[Текст для работы]
· · · ·

Олесь Бузина - Тайная история Украины-Руси
И ведь что забавно! Мы даже не знаем, что случилось с захваченными вместе с Мазепой спутниками! Продали их? Подарили? Разослали по запорожским зимовьям? Продолжение же мазепиных приключений известно в мельчайших подробностях. Воистину История решила, что перед ней ценный человеческий материал!
В 1682 году Самойлович сделал нашего героя генеральным есаулом. В казачьей иерархии это был один из важнейших рангов. Есаул командовал сердюками — наемными полками, которыми к тому времени уже обзавелись гетманы. А это было самое боеспособное войско в Украине. Сердюков, служивших за жалование, не отвлекали для сенокоса. Конечно, во главе их нужно было держать верного человека!
Днепр Мазепа пересек, как пишет Величко, только в той одежонке, в которой его поймал в степи Сирко. Поначалу ему достался лишь хутор, подаренный гетманом. Но вскоре Мазепа разбогател на спекуляции водкой.

· · · ·

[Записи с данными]
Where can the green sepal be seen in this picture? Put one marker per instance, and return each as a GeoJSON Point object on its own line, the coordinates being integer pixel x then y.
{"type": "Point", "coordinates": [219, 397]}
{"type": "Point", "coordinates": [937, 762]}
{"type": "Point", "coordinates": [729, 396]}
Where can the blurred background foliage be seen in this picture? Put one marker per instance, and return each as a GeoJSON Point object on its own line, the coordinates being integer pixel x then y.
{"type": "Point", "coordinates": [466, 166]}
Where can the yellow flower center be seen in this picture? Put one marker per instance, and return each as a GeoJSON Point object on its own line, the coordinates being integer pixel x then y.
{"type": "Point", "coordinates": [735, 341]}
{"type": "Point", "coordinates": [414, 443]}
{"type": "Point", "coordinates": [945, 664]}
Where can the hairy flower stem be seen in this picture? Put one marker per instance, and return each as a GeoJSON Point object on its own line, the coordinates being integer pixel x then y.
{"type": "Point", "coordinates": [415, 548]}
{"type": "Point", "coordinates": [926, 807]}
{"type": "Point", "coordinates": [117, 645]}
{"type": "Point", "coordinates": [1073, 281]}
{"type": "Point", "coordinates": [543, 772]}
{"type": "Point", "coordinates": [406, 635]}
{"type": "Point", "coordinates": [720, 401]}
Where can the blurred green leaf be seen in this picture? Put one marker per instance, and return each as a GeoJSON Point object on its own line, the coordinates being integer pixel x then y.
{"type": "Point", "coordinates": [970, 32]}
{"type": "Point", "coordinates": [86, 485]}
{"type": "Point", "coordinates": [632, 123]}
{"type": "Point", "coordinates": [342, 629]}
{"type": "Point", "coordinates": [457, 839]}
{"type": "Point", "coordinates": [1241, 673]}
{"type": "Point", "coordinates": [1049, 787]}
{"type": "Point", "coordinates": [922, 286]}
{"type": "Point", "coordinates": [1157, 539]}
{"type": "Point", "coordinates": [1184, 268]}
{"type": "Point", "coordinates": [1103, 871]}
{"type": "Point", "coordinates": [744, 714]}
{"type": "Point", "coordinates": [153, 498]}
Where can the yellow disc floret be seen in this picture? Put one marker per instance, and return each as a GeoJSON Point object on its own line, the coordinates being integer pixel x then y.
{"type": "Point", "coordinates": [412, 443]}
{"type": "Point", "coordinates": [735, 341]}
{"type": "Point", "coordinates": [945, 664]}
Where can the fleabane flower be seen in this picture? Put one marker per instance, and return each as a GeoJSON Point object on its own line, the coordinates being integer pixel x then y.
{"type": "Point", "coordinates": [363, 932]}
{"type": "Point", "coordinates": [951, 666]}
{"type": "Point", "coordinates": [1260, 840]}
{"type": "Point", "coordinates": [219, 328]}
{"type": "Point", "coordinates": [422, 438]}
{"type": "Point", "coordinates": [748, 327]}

· · · ·

[Выполните задания]
**a.** На чем разбогател Мазепа, если верить тексту о Мазепе?
**b.** Объясните по тексту о Мазепе, почему во главе сердюков нужно было держать верного человека.

[Ответы к заданиям]
**a.** На спекуляции водкой.

**b.** Сердюки были наемными полками, которые служили за жалованье и не отвлекались на сенокос, поэтому они были самым боеспособным войском в Украине. Такой силой должен был командовать надежный человек.